Grande lumière
Il y a dans le travail de Laurent Letourmy, une longue et patiente élaboration qui se joue au grès de ses voyages, de ses désirs et de ses perceptions, au grès de la vie qui passe, et qui, en passant, le nourrit d’expériences à interpréter et d’images à dessiner. Tout part de son carnet d’esquisses, et s’il n’est pas adepte de la peinture sur le motif, il en partage sa géniale spontanéité. Il y porte ses observations au moyen de techniques mixtes (crayon, encre…), tout en les nimbant de ce qu’elles lui donnent à penser. Ces dispositifs sont autant de possibles et d’impossibles paysages, d’émotions ou de rêves à retranscrire, de perceptions oniriques à réifier dans des pièces à venir, des linogravures et des huiles sur toile.
Parmi celles-ci, Hêtraie, Pinède, Mangrove, Sapinière sont autant de manières de raconter ces paysages préalablement perçus, autant de manières de décrire les environnements dont il s’est épris. Il y a là un vrai travail de composition, le dessin prenant le pas sur la peinture, et cela se lit au niveau de l’organisation spatiale des éléments. Si l’artiste a choisi la sobriété de couleurs hivernales ou crépusculaires, il donne au vide un rôle prépondérant, ce vide qui prend une place plus que nécessaire dans l’écriture de l’espace. Si l’arbre n’est ici qu’un prétexte, bien plus qu’un thème de prédilection comme chez Alexandre Hollan, le rendu de sa silhouette haute et mouvante ou l’opacité de son assise participe de cette délimitation du vide tout aux abords du plein dans des espaces résolument silencieux.
Cependant, et contre toute attente, les croquis initiaux ont eu pour certains un devenir dans une autre forme de composition : de grands paysages circulaires. Ce format bouleverse la morphologie classique du paysage peint. Le regard gravite autour d’un centre et tourbillonne le long de strates parallèles qui s’échelonnent.
Deux types de peinture du paysage participent d’une réflexion sur la notion de représentation. Comment saisissons-nous ce que la nature donne à voir ? Peut-on croire en l’objectivité d’une représentation ? N’y a-t-il pas toujours une empreinte subjective ? Toute représentation n’est-elle pas l’écho d’une subjectivité ? Chapeau bas à l’artiste pour avoir trouvé un vocabulaire plastique à ce questionnement fondamental sur notre rapport au monde.

Explorer le contenu.
A) Recopiez mot pour mot l'extrait, depuis « Cependant, et contre » jusqu'à « parallèles qui s’échelonnent. » inclus.
B) D'après l'extrait, quelle autre forme de composition certains croquis initiaux ont-ils fini par prendre ?
Les lignes qui suivent proviennent d'une autre source.

Données extraites.

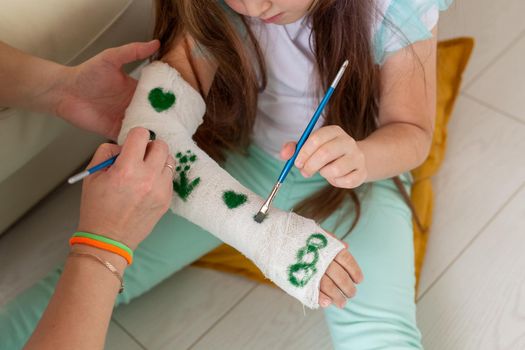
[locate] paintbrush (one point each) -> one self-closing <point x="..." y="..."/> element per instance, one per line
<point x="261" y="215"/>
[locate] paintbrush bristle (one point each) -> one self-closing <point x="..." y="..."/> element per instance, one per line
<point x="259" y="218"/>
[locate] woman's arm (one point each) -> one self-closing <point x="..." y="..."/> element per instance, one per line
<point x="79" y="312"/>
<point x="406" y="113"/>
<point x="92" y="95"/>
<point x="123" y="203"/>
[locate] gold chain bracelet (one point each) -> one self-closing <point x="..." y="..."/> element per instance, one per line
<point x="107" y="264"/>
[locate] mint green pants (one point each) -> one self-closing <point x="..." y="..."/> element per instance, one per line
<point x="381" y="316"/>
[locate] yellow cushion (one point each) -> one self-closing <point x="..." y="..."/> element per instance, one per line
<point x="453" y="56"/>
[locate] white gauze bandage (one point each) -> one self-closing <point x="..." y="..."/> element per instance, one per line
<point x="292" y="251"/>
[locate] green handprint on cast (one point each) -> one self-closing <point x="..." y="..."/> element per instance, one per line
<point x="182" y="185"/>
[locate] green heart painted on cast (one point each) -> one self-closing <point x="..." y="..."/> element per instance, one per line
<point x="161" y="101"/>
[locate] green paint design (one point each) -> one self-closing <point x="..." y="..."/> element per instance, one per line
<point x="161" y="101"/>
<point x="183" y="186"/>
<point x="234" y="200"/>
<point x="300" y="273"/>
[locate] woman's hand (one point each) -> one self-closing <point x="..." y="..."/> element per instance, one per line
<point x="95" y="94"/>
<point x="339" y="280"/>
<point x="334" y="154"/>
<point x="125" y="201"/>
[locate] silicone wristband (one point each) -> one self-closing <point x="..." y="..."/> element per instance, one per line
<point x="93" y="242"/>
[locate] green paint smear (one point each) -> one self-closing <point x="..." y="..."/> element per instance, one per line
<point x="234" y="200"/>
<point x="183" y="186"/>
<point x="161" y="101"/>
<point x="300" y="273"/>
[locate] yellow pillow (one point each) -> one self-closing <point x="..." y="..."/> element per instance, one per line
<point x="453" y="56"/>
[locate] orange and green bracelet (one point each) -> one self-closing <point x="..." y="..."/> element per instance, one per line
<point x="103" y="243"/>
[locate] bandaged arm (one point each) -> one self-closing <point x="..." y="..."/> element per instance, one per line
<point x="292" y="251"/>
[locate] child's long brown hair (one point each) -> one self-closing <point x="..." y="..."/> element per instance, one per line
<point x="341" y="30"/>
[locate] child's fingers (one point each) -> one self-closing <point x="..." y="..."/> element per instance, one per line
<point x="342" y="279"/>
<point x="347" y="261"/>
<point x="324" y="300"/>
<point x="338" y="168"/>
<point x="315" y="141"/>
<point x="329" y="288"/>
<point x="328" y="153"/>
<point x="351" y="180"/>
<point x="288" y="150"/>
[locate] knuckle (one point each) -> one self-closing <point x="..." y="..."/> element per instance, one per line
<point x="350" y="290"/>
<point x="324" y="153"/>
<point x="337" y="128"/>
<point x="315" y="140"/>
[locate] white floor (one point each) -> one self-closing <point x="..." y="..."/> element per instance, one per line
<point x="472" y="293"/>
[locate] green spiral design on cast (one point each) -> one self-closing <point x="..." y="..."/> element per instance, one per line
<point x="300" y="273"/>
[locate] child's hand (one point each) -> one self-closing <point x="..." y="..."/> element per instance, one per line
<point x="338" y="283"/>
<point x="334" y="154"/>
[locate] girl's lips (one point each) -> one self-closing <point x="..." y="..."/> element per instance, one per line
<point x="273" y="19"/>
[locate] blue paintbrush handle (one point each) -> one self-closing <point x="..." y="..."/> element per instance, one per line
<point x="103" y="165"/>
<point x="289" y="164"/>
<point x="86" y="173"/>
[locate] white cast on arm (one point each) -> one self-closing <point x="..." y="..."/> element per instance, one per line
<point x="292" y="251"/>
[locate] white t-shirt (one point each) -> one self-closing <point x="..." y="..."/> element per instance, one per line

Réponses attendues.
A)
Cependant, et contre toute attente, les croquis initiaux ont eu pour certains un devenir dans une autre forme de composition : de grands paysages circulaires. Ce format bouleverse la morphologie classique du paysage peint. Le regard gravite autour d’un centre et tourbillonne le long de strates parallèles qui s’échelonnent.

B) De grands paysages circulaires.